## begin Data provided

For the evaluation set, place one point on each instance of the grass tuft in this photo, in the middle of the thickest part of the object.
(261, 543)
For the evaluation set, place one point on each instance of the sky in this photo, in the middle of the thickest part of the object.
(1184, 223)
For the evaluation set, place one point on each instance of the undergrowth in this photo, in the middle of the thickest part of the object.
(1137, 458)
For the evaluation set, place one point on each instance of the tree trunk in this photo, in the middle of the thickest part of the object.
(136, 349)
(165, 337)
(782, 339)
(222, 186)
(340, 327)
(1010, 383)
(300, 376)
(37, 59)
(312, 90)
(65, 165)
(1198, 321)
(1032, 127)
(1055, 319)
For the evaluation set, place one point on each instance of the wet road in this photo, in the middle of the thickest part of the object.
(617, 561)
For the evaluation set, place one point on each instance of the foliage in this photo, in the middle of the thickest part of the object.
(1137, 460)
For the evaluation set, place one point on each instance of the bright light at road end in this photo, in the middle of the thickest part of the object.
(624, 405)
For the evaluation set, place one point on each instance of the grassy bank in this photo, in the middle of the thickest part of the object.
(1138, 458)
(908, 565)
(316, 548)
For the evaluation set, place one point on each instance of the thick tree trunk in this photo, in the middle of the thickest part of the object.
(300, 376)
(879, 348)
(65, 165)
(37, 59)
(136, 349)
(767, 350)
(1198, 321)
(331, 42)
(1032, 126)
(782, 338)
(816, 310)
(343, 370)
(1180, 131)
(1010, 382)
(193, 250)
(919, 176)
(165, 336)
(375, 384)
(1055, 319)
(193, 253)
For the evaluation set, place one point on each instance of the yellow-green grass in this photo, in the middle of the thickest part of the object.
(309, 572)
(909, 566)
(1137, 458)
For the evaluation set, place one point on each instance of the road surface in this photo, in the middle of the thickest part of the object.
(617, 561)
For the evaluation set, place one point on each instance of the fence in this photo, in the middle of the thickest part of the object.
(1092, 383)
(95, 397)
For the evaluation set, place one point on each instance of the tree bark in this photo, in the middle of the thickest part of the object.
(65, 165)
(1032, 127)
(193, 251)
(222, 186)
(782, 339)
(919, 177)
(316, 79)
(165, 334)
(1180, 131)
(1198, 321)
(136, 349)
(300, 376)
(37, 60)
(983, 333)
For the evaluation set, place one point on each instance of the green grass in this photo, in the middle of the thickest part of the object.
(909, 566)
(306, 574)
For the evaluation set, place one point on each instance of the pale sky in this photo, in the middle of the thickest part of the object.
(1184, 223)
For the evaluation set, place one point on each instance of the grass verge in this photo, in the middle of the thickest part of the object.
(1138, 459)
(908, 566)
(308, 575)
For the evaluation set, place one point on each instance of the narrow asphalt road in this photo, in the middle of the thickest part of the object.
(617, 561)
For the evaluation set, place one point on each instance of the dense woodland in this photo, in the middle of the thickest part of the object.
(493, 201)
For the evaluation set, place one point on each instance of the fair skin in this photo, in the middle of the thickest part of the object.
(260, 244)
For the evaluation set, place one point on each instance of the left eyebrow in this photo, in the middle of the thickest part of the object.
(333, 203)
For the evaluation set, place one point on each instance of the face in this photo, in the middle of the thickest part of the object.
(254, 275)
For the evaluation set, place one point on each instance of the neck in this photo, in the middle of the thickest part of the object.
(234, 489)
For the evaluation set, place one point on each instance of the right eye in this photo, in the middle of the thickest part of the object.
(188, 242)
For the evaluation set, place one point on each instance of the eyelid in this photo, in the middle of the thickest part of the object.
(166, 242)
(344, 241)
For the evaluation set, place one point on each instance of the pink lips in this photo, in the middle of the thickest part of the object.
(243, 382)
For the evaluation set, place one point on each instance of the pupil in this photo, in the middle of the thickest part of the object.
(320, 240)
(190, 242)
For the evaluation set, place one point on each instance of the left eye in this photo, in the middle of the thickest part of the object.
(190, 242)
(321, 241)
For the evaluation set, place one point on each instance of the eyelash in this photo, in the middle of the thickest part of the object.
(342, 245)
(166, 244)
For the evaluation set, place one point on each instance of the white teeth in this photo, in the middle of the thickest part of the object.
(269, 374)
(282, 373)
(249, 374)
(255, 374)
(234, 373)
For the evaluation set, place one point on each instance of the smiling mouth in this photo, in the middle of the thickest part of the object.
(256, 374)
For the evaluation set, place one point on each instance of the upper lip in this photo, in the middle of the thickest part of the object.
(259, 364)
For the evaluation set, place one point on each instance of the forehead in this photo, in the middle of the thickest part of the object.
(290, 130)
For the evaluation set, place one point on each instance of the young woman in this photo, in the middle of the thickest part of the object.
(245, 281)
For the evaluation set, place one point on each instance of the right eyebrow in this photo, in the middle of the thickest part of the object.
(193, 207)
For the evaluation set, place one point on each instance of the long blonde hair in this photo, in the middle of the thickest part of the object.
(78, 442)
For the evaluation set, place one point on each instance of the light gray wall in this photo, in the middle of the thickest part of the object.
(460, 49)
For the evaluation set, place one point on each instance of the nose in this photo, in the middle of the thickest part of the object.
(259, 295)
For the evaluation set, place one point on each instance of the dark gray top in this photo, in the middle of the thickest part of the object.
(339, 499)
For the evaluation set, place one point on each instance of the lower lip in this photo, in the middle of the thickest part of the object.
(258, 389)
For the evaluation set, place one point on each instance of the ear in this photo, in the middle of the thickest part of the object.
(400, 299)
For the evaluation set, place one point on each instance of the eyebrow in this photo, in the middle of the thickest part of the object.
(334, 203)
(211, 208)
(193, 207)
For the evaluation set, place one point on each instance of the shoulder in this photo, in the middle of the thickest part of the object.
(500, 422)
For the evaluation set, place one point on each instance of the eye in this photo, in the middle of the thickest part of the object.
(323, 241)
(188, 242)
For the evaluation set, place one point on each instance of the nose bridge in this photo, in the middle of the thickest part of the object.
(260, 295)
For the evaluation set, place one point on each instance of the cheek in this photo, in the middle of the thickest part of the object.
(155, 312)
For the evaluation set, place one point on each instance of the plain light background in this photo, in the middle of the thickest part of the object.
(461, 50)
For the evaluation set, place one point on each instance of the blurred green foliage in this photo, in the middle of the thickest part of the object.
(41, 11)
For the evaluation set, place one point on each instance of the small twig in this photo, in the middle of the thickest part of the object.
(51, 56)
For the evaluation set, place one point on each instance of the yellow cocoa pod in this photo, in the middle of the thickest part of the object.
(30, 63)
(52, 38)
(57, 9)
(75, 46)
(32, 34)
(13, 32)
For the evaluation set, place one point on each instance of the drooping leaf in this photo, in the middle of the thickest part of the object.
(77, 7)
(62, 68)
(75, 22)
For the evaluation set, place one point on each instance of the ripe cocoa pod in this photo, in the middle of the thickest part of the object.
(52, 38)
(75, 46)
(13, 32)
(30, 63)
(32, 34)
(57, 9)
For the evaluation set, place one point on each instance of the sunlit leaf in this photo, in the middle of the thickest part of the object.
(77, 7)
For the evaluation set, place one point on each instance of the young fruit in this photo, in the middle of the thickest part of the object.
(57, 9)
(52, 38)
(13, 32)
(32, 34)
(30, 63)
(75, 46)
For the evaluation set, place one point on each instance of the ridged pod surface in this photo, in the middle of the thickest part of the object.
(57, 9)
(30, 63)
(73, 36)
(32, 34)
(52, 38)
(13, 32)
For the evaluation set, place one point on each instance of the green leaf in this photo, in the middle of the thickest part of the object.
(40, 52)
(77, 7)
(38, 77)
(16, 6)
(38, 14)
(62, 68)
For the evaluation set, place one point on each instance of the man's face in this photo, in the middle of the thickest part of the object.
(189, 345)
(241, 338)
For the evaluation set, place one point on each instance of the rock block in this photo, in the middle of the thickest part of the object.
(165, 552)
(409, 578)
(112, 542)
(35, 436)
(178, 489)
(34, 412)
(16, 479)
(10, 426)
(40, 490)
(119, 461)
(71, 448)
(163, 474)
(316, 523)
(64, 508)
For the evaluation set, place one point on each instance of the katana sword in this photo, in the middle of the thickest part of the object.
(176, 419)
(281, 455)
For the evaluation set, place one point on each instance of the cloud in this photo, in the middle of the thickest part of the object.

## end Data provided

Prompt
Everything from the line with "of the rock" through the last line of the material above should be echoed exactly, and nothing else.

Correct output
For the evaluation set, place one point on each instance of the rock block in this photo, in the middle of the thickest part of the object.
(165, 552)
(409, 578)
(112, 542)
(35, 436)
(178, 489)
(34, 412)
(16, 479)
(10, 426)
(40, 490)
(119, 461)
(71, 448)
(163, 474)
(316, 523)
(64, 508)
For the evaluation set, place one point on each instance of the katana sword in this photo, in the middle of the thickest part of the object.
(176, 419)
(281, 455)
For the evaluation set, place one point on each instance of the cloud in this photo, in the middle of the thickest part of the object.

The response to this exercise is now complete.